§ **DESCRIPTION OF THE TASK**
Continue the opinion piece on Omarosa Manigault-Newman and Donald Trump, picking up right after its final sentence.

** START PAGE TEXT **

Donald Trump has met his match.

Omarosa Manigault-Newman is famously known for being devious, untrustworthy and vengeful.

She’s now on the warpath, strategically aiming low blows at the man who made her famous.

Omarosa had been a Democrat when she worked in the office of Vice President Al Gore in the 1990s.

She’d been removed from her job after Gore’s office administrator claimed she “was the worst hire we ever made”.

She was transferred to Bill Clinton’s Commerce Department, where she was fired for being called “unqualified and disruptive”.

But it wasn’t until she appeared with Donald Trump on the various iterations of reality show, “The Apprentice”, that her deviousness, untrustworthiness and vengefulness helped her become “the most hated woman in America”.

By 2015, Omarosa became a Republican. The better to join Trump’s presidential campaign, and to follow him into the White House, where she would serve as a Director of Communications for the Office of Public Liaison.

Of course, Omarosa being Omarosa, she was sent packing after only a year on the job.

Now, seven months later, she’s returned to the public spotlight armed with her new book: “Unhinged: An Insider’s Account of the Trump White House.”

She’s making the talk show rounds spewing the kind of venom only Omarosa can spew, while aiming attacks directly at her former boss.

** END PAGE TEXT **
** START MATERIAL SUPPLIED **

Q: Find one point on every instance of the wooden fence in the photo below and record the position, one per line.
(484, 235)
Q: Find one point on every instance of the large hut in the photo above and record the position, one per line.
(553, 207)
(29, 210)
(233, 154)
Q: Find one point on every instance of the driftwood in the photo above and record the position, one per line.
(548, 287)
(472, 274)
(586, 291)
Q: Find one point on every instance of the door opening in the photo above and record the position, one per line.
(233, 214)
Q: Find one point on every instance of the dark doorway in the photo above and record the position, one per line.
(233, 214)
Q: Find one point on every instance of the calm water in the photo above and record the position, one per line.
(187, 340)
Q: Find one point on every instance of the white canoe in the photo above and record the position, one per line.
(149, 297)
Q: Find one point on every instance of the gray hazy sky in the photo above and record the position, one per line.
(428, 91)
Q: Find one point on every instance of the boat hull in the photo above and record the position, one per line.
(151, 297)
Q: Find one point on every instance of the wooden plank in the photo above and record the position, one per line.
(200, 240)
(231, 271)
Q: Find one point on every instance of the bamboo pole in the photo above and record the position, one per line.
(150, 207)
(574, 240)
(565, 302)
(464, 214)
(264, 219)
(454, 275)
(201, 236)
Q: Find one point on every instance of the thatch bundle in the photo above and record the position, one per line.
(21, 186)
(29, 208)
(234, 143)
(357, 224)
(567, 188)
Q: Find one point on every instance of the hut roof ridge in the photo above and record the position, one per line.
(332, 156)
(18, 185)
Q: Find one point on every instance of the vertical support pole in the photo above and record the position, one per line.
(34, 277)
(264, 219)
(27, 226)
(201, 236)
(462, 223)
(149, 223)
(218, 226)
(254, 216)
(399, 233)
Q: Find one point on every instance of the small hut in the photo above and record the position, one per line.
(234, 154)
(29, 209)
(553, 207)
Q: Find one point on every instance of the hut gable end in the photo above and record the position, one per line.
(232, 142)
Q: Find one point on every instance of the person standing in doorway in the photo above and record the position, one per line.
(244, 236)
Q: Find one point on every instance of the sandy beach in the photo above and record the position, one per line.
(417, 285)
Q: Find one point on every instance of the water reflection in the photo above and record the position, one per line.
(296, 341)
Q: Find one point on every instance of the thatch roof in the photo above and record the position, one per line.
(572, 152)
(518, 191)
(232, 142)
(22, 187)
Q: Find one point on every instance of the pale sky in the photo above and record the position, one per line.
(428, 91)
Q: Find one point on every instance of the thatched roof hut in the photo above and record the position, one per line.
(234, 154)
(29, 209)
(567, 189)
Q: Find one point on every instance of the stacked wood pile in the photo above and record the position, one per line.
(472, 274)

** END MATERIAL SUPPLIED **

§ **RESULT OF THE TASK**
Last week, she even handed over several audio tapes designed to embarrass Trump, including one that, she feels, supports her claims that he’s made use of the “n-word.”

Of course, Trump being Trump, he couldn’t allow Omarosa’s attacks to go unchallenged.

He fired off eight nasty tweets in less than 24 hours, that were a signal that Omarosa was clearly getting under his ever-so-thin skin.

But the one tweet that caused the most commotion was when he wrote, “Good work by (Chief-of-Staff) General Kelly for quickly firing that dog”.

By calling Omarosa a “dog,” Trump ignited a day-and-night-long round of heated, cable news arguments over the use of the word to describe a black woman.

Even those pundits who have no use for Omarosa were put into a position of defending her against what they feel is yet another “dog whistle” from a president with a blind spot where it comes to race.

All of this is subtext to what follows.

I DON’T CARE IF TRUMP CALLED OMAROSA A DOG!

What’s more important is how Trump’s people were arrayed to defend him by curiously claiming he calls white people dogs too.

What kind of defense is that?

“The fact is the president is an equal opportunity person, that calls things as he sees it,” said White House Press Secretary Sarah Huckabee Sanders during her daily press briefing.

She didn’t stop there.

“He has made a number of comments about plenty of people and to try to single that out to one group is frankly silly, because I think if you did a comparison, he’s probably got a lot of more nasty things out there about some other people,” she concluded with a broad, self-satisfied smile across her face.

Think of that.

She’s just proudly said it’s OK for the President of the United States, who happens to be an “equal opportunity person,” to say “more nasty things” about the people with whom he disagrees.

That’s like saying if he got arrested for bank robbery, and he’d tell the judge, “I’m no bank robber, your honor. I do hold up gas stations. I’m a pretty good car thief, too.”

Katrina Pierson – Trump’s 2020 campaign spokeswoman – appeared with a list of the other non-black people Trump has called a “dog”.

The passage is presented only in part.